** START **

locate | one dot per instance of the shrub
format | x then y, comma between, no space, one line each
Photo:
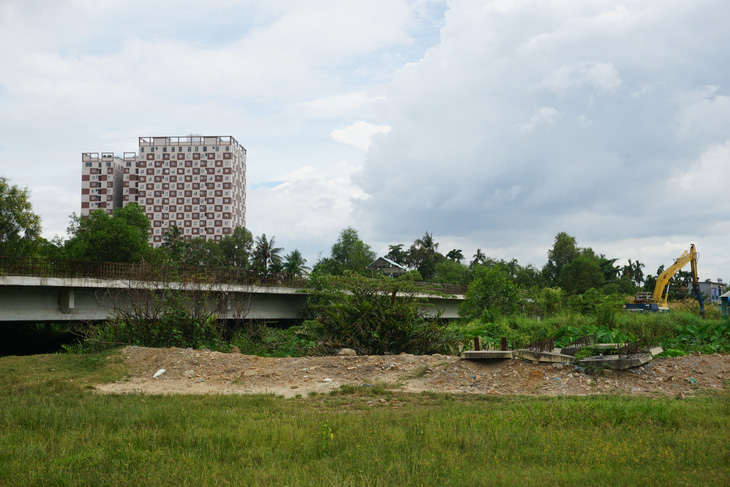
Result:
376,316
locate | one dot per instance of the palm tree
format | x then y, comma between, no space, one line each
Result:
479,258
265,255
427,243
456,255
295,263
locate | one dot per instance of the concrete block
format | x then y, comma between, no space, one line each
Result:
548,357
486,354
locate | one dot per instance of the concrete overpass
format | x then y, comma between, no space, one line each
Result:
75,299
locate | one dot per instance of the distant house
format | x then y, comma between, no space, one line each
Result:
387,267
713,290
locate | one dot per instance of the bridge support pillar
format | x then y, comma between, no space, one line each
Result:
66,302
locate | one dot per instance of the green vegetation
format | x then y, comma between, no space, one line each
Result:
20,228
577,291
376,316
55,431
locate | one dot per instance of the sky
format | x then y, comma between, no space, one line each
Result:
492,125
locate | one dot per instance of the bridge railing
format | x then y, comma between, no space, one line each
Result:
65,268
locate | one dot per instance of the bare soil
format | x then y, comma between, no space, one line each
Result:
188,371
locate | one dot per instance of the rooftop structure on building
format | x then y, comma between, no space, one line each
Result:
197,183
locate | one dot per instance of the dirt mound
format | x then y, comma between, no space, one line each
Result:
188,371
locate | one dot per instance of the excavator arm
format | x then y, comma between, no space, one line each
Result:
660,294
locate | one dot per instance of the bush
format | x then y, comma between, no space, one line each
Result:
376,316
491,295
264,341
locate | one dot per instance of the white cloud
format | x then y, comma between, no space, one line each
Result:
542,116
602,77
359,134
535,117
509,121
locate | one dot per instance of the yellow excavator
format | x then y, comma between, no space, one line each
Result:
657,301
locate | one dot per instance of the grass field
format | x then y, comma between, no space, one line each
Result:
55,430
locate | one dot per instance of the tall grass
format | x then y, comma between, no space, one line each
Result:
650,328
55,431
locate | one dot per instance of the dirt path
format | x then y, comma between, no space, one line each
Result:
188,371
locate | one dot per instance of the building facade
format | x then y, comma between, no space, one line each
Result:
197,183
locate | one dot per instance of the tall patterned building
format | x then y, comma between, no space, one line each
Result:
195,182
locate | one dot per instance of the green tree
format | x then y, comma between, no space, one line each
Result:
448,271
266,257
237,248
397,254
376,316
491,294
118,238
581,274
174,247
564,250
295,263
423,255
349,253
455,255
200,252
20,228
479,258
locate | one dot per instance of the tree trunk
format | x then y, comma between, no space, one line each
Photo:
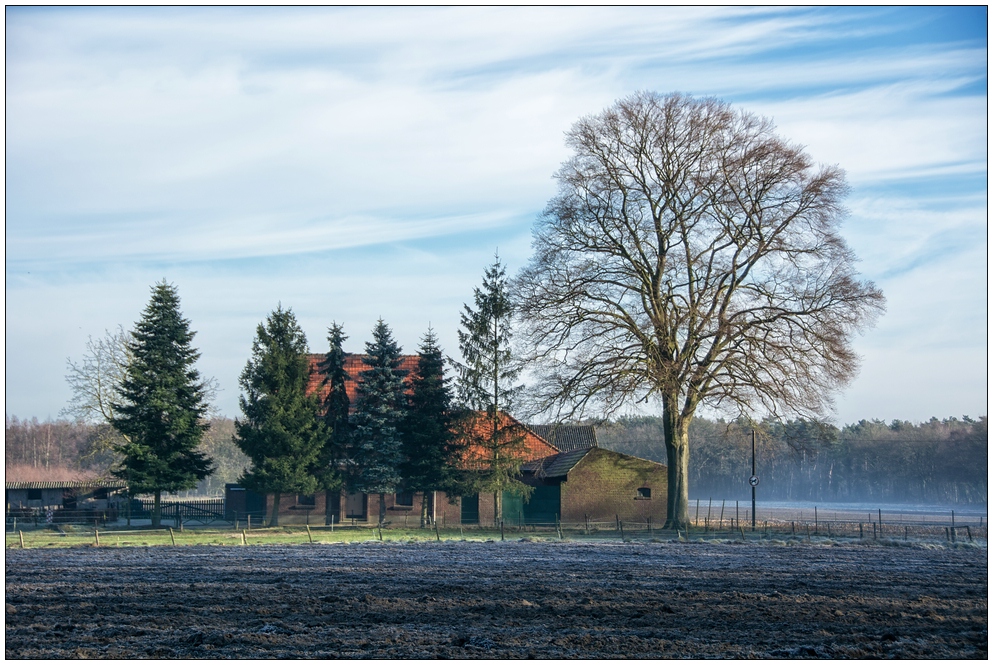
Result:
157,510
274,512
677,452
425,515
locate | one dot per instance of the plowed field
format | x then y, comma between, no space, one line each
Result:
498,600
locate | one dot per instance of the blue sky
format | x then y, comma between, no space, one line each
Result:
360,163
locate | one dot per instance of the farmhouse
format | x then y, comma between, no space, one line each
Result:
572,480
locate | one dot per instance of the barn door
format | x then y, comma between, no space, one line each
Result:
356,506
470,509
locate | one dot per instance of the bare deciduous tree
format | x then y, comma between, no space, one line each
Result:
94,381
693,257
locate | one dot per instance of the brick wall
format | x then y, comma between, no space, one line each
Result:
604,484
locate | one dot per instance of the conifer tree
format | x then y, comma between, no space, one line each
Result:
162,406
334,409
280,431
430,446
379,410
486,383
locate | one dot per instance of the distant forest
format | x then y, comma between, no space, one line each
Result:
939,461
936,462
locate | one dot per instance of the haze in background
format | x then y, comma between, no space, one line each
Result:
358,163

** END **

Copy all of the records above line for line, without changing anything. Leave the pictures out.

locate | one dot per instance of the shrub
format | x then y, comma between, no space, one line each
Photo:
Result:
376,316
locate | one dot per instance of the palm tree
format | x then y, comma between, no space, one line each
Result:
479,258
265,255
427,243
456,255
295,263
locate | one dot per instance of the concrete block
format | x then y, comma between, no space, one line each
Result:
548,357
486,354
locate | one dot per instance of the concrete overpass
format | x then y, comma between, no space, one line each
Result:
75,299
locate | one dot per instance of the distant house
format | x then y, comma between, no space, one line each
Result:
387,267
713,290
locate | one dot per instance of the bridge support pillar
format | x then y, comma between, no space, one line each
Result:
66,302
locate | one dot per instance of the green vegetation
format | x then y, comma between, no space, one line each
Result:
20,228
577,291
376,316
55,431
locate | one dot per instance of the sky
format | x then y, comma between, no space, one line each
Result:
492,125
locate | one dot per instance of the bridge railing
format | x then y, comma between, no space, one line each
Result:
65,268
locate | one dot per instance of the bare soil
format | x then y, comma between, no space, one line each
Result:
188,371
locate | one dot per instance of the rooftop structure on building
format | x then y, comma between, no space, one line each
Result:
197,183
locate | one dot per instance of the dirt mound
format | x then y, comma between, no space, one line each
Result:
188,371
locate | one dot per instance of the excavator arm
format | x then y, comma between, no space, one line each
Result:
660,294
locate | one dot per instance of the bush
format | x then y, comma between, no space, one line each
Result:
376,316
491,295
264,341
locate | one dot per instance of the white cloud
format | x then y, comma between, no space, one line each
Result:
542,116
602,77
359,134
535,117
509,121
locate | one dot per instance of the yellow excavator
format | x then y, comma between, no space, one line each
Result:
657,301
locate | one dot per instance of the grass field
format | x then y, comma between, no space, one line each
Result:
55,430
locate | one dot per instance of the tall grass
format | x then y, comma between, no space, one line each
Result:
650,328
55,431
locate | one dot per instance of the dirt path
format | x then y, comma between, no space, one line each
Result:
188,371
locate | one dot per instance of the building facade
format | x then y, comma between, no space, one line each
Result:
197,183
locate | one dot per instance of the tall patterned building
format | x then y, comma between, no space, one line each
Result:
195,182
locate | one dot per instance of the green tree
format | x then y, comma between, no space, one line each
Result:
448,271
266,257
237,248
397,254
376,316
491,294
118,238
581,274
174,247
564,250
295,263
423,255
349,253
455,255
200,252
20,228
479,258
locate | one dot per instance of the tree trunk
format | x then y, comma between, no space, one line each
Photo:
Result:
157,510
274,512
677,452
425,515
locate | one dot per instance of the plowed field
format | x then y, comma between, no space, one line each
Result:
498,600
locate | one dot per instance of the blue sky
format | x then y, comma between, no space, one line each
Result:
360,163
locate | one dot per instance of the farmhouse
format | x then y, comma between, no space, one line each
Result:
572,480
locate | one dot per instance of the barn door
format | x then y, comma between, no space, one line each
Result:
356,506
470,509
locate | one dot per instance of the bare deciduous tree
format | x then y, comma between, no space, one line each
Result:
94,381
693,257
locate | one dot per instance of the brick wall
format | x then y, comma between, no space, one line each
Result:
604,484
locate | one dot per instance of the conifer tree
format | x then y, comma between, no space, one line each
Result:
162,406
334,409
280,431
430,446
379,410
486,383
locate | one dot per instance of the distant forest
format | x then y, comma between, no space, one line each
Result:
939,461
936,462
locate | one dot per instance of the haze in background
format | x then y, comma between, no space, one line each
Result:
358,163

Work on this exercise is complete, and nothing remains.